Zadanie - Przepisz dokładnie z tekstu o polskim kinie wszystko od słów „Bardziej przyziemnym, choć” aż do słów „wszystko finansową klapą.” włącznie.
--- Fragment do przeczytania ---
Kolejnym gwoździem do trumny polskiego filmu jest niesamowita hermetyczność środowiska aktorskiego. Na szczęście minęły już czasy, kiedy w każdej nowej polskiej produkcji "na mur-beton" pojawiał się tandem Pazura-Linda, ale widz wciąż zmuszony jest oglądać na ekranie w kółko te same gęby: Jandy, Dancewicz, Szapołowskiej, Gajosa, Kondrata, Lubaszenki, Malajkata, Zamachowskiego, Olbrychskiego no i oczywiście Pazury i Lindy, choć ostatnio osobno. Niedawno krąg ten poszerzył się o faktycznie utalentowanego Michała Żebrowskiego oraz Jacka Deląga (weterana musicalu "Metro"), ale nie zmienia to faktu. Czy w Polsce nie ma innych aktorów? Ileż to młodych ludzi rokrocznie kończy wyższe szkoły filmowe? I co? Są bezrobotni, albo grają w jakimś teatrze za śmieszne pieniądze. Tymczasem na ekranach kin zaczynają pojawiać się synowie lub córki bądź aktorów, bądź polityków (!). Za przykład można tu podać synów Olbrychskiego, Stuhra i Lubaszenki, albo córki: burmistrza Zakopanego - Alicję Bachledę-Cuhruś i najwybitniejszego z premierów RP - Agatę Buzek. Wszyscy oni oczywiście sami zapracowali na swój sukces i "niczego swym ojcom nie zawdzięczają". Czyżbyśmy mieli do czynienia z wtórnym feudalizmem, w którym syn dziedziczy zawód po ojcu?

ZA ILE?

Bardziej przyziemnym, choć także ważnym problemem jest sama cena biletów. Kino nie jest w naszym kraju rozrywką tanią. Biorąc pod uwagę niską jakość polskiego filmu i chęć dystrybutorów przyciągnięcia widza do kina, mogłoby się wydawać, że bilet na polski film powinien być dosyć tani. Nic bardziej mylnego. "Ogniem i mieczem" jako pierwszy film po denominacji podwyższył poprzeczkę cenową do 15 złotych. Zabawne jest to, że wcześniejsza superprodukcja, "Titanic", kosztowała złotych 14; za tę samą cenę mogłem 4 lata później (!) obejrzeć kolejny film numer jeden na świecie -"Władcę Pierścieni: Drużynę Pierścienia"... Tym bardziej dziwić może fakt, że "Ogniem i mieczem" był mimo wszystko finansową klapą.

I CO DALEJ?
--- Udostępnione wpisy ---
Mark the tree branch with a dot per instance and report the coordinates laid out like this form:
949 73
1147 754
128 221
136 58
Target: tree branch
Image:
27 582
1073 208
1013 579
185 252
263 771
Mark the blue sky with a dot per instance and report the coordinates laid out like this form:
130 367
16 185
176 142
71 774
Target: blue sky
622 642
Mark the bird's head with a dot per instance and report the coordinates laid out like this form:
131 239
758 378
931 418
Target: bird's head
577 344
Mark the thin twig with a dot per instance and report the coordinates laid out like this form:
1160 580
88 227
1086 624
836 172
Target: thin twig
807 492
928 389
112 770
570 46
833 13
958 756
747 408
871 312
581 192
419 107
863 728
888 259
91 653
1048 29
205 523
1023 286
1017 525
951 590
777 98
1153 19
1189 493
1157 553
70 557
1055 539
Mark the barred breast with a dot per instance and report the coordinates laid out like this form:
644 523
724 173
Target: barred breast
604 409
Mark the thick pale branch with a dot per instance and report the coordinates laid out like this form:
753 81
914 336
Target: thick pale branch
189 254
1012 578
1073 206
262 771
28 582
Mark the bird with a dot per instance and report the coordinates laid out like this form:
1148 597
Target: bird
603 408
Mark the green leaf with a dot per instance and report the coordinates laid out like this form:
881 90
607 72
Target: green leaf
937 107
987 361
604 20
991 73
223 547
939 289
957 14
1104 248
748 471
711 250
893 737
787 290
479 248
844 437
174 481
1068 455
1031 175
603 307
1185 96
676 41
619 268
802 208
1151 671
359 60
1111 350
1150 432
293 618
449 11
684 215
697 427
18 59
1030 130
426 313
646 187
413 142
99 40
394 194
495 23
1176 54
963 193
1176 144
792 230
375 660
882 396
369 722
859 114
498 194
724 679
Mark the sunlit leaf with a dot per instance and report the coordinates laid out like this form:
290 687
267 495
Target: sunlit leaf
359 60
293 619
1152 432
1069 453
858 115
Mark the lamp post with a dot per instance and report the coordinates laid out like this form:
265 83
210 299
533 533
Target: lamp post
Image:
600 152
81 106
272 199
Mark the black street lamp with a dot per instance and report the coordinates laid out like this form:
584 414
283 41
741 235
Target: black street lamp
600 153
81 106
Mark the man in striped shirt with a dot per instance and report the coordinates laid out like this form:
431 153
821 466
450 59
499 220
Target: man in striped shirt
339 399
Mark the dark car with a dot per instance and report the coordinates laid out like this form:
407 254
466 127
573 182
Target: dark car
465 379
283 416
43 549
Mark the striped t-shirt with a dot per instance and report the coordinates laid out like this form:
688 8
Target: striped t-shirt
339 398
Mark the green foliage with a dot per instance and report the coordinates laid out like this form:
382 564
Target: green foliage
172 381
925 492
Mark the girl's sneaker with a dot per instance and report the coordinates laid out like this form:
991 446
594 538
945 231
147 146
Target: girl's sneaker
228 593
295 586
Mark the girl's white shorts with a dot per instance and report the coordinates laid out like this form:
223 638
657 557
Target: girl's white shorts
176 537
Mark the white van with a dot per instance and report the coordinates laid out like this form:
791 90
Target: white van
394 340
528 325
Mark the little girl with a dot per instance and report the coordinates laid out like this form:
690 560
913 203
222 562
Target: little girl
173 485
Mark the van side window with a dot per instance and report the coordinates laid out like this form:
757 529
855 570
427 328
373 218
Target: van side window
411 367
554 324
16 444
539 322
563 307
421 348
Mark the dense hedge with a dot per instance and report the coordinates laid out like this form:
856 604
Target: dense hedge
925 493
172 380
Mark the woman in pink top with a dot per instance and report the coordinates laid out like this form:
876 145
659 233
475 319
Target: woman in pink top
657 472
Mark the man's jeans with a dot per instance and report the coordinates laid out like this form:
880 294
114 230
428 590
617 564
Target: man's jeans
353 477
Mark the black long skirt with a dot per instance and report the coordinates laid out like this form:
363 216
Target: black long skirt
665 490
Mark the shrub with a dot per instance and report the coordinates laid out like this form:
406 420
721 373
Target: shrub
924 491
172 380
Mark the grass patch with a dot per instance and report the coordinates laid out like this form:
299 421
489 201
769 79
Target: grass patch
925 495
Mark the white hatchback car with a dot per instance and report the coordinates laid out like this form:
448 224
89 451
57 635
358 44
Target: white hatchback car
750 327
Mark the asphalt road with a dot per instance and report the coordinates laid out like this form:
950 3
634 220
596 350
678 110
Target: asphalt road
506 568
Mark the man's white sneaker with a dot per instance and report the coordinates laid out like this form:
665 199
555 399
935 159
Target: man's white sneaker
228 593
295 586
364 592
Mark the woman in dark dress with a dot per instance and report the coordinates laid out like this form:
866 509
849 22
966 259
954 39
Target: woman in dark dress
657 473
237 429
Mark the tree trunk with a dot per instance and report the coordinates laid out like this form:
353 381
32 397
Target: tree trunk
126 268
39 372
---
Rozwiązanie zadania -
Bardziej przyziemnym, choć także ważnym problemem jest sama cena biletów. Kino nie jest w naszym kraju rozrywką tanią. Biorąc pod uwagę niską jakość polskiego filmu i chęć dystrybutorów przyciągnięcia widza do kina, mogłoby się wydawać, że bilet na polski film powinien być dosyć tani. Nic bardziej mylnego. "Ogniem i mieczem" jako pierwszy film po denominacji podwyższył poprzeczkę cenową do 15 złotych. Zabawne jest to, że wcześniejsza superprodukcja, "Titanic", kosztowała złotych 14; za tę samą cenę mogłem 4 lata później (!) obejrzeć kolejny film numer jeden na świecie -"Władcę Pierścieni: Drużynę Pierścienia"... Tym bardziej dziwić może fakt, że "Ogniem i mieczem" był mimo wszystko finansową klapą.